#### WHAT THE TASK REQUIRES:
Your task is to give the data again, exactly, with every line intact.

START EXCERPTED DATA

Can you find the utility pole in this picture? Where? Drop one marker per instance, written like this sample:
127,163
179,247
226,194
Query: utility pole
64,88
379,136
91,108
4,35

END EXCERPTED DATA

#### ANSWER BOX:
Can you find the utility pole in this picture? Where? Drop one marker per instance, written like this sample:
127,163
179,247
226,194
Query: utility pole
64,88
379,136
91,108
4,35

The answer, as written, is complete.